Rewrite the entries below with each "evaluation set" switched to "test set", changing nothing else.
──────────
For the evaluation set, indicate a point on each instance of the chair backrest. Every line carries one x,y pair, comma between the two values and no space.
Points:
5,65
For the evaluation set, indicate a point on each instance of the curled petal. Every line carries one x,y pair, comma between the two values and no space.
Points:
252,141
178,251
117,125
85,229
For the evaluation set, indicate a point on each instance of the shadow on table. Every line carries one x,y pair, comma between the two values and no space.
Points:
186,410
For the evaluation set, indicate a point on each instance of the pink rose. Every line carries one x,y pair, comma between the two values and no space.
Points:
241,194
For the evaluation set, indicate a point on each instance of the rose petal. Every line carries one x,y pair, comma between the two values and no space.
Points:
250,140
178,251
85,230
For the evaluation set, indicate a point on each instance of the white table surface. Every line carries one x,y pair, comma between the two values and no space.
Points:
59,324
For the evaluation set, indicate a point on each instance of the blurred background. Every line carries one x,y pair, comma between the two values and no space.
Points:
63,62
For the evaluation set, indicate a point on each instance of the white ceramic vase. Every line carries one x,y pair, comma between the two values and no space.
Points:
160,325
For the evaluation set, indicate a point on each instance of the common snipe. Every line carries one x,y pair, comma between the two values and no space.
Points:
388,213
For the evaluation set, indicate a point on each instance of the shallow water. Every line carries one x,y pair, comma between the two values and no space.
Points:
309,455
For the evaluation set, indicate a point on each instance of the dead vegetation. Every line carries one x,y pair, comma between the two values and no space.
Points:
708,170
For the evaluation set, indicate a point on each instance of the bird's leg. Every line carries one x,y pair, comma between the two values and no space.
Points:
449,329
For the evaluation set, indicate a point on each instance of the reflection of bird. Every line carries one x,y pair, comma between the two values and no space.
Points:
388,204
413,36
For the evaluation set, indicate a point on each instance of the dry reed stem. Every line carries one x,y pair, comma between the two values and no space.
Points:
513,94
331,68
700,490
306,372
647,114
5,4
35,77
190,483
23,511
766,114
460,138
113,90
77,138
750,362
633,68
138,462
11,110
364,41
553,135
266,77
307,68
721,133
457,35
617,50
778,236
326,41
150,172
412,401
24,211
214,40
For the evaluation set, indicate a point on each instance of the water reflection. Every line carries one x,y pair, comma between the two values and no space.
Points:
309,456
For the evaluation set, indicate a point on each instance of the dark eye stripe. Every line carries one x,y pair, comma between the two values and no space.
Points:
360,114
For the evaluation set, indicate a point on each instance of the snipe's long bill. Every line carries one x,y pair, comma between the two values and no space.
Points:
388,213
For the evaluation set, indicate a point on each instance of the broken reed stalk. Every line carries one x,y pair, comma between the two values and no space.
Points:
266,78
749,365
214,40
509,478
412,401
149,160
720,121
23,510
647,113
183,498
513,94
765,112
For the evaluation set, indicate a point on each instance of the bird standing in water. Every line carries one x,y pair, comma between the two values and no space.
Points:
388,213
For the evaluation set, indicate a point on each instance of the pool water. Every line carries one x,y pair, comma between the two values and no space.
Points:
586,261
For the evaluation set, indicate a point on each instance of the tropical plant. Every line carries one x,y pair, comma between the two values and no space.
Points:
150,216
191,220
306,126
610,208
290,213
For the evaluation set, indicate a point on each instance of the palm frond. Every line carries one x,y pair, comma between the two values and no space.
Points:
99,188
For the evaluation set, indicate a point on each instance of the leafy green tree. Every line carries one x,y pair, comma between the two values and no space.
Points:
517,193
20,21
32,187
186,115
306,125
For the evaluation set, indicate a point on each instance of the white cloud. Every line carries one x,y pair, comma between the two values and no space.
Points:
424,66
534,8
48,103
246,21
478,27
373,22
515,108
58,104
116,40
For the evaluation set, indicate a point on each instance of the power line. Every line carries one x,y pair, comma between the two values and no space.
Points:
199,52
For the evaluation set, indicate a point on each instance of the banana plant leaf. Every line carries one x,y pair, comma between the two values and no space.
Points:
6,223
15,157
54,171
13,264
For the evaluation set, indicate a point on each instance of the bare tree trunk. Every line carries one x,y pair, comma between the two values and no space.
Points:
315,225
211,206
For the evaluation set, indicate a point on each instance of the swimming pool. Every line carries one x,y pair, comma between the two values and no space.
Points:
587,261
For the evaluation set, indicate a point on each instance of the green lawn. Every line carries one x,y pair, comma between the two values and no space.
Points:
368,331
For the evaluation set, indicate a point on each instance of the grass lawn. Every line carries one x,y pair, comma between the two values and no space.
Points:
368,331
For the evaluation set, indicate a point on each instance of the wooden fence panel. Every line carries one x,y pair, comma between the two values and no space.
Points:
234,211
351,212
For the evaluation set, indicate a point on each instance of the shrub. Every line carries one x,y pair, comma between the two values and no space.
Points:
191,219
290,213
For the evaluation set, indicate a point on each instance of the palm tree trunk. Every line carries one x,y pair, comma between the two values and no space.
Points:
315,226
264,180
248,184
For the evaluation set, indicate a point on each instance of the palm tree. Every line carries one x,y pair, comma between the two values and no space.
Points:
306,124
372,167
──────────
(Response to the task)
For the test set, indicate a point on each instance of the chair backrest. Every line carries one x,y pair, comma between the two values and no space.
Points:
5,65
For the test set, indicate a point on each instance of the curled petal. Every line carries one x,y pair, comma between the two values and no space.
Points:
252,141
178,251
117,125
85,229
For the test set, indicate a point on each instance of the shadow on table. Every line carries one x,y pair, comma between the two values and no space.
Points:
186,410
For the test set, indicate a point on each instance of the pink rose. Every line carries one x,y pair, comma between the two values and no space.
Points:
241,194
For the test set, indicate a point on each instance of the rose petal. Every line carries one x,y pair, comma between the two values and no space.
Points:
250,140
178,251
85,230
For the test set, indicate a point on each instance of the white table surface. Every line carries one x,y pair, comma between the two values and no space.
Points:
59,324
For the test set, indicate a point on each instance of the blurred background. Every line carries one x,y pair, comma between the two values and no space.
Points:
63,62
For the test set, indicate a point on each instance of the white ceramic vase. Every line carries one x,y pair, comma between the two values and no space.
Points:
160,325
For the test set, indicate a point on each instance of the common snipe. Every line carries one x,y pair, comma between the two values and no space.
Points:
388,213
For the test set, indicate a point on each instance of the shallow water. Every line carries one x,y pair, comma between the two values and no space.
Points:
309,455
For the test set, indicate a point on each instance of the dead vegetation. Every line carries one x,y pair, comma between the two values and no space.
Points:
708,170
For the test set, indicate a point on each instance of the bird's leg. Every line carries one x,y pair, comma between the two values and no space.
Points:
449,329
For the test set, indicate a point on each instance of the reflection of bird. Every line carries one x,y pair, comma between the two values and no space.
Points:
388,204
413,36
For the test set, indicate a point on each instance of the dry reed stem. Every line carries one x,y pair, comma between the two values and no space.
Points:
513,94
331,68
700,490
306,372
647,114
5,4
35,77
190,483
23,511
766,114
460,138
113,90
77,138
750,362
633,68
138,462
11,110
364,41
553,135
266,77
307,68
721,133
457,35
617,50
778,236
326,41
150,172
412,401
24,211
214,40
For the test set, indicate a point on each instance of the water reflection. Every line carries one x,y pair, comma between the two values and no space.
Points:
309,456
For the test set, indicate a point on each instance of the dark eye stripe. Every line carries one x,y pair, comma between the two values and no space.
Points:
360,114
For the test set, indicate a point on each instance of the snipe's long bill. Every line carries one x,y pair, comma between the two values and no space.
Points:
388,213
For the test set, indicate a point on each instance of the broken reed stalk. Every line carries one x,y pair, comma between the two values and no space.
Points:
266,78
749,365
214,40
509,478
412,401
149,160
720,121
23,510
647,113
183,498
513,94
765,112
For the test set, indicate a point on each instance of the bird standing in water. Every line carries one x,y pair, comma between the two values and no space.
Points:
388,213
For the test set, indicate a point on each instance of the pool water. Every line carries one x,y pair, comma between the two values and no space.
Points:
586,261
For the test set, indicate a point on each instance of the tropical plant. Every line carries one x,y pair, comma between the two values and no space.
Points:
150,216
191,220
306,126
610,208
290,213
For the test set, indicate a point on each instance of the palm frond. Every line carries one x,y pair, comma between the two values and no space.
Points:
99,188
For the test set, indicate a point on each instance of the leafy green tree. Every line carries one x,y pair, comma between the two values and no space.
Points:
517,193
20,21
32,187
186,115
306,125
For the test set, indicate a point on each instance of the white cloud. Every line carries one x,y pair, comma between the two values and no space.
Points:
424,66
534,8
48,103
246,21
478,27
373,22
515,108
58,104
116,40
For the test set, indicate a point on each instance of the power line. Every line carries one x,y pair, comma between the two values and no space.
Points:
199,52
For the test set, indicate a point on each instance of the banana plant leaf. Every line carries one x,y pair, comma between the two values and no space.
Points:
6,223
15,157
54,171
13,264
For the test set, indicate a point on each instance of the bare tree trunk. Every line carries one x,y pair, comma between the two values and no space.
Points:
315,225
211,206
For the test set, indicate a point on each instance of the swimming pool. Every line carries one x,y pair, comma between the two values and no space.
Points:
587,261
For the test set, indicate a point on each instance of the green lawn. Every line carries one x,y pair, comma between the two values and no space.
Points:
368,331
For the test set, indicate a point on each instance of the grass lawn. Every line carries one x,y pair, comma between the two values and no space.
Points:
368,331
For the test set, indicate a point on each instance of the wooden fence panel. Every line carries one x,y pair, comma between the two values and no space.
Points:
234,211
351,212
For the test set, indicate a point on each instance of the shrub. Every line carries one x,y pair, comma between the two values and no space.
Points:
191,219
290,213
For the test set, indicate a point on each instance of the palm tree trunk. Every line carries one x,y pair, comma between the two values and no space.
Points:
315,226
264,180
248,184
For the test set, indicate a point on each instance of the palm tree. Every line carries one x,y pair, comma between the two values and no space.
Points:
306,124
372,167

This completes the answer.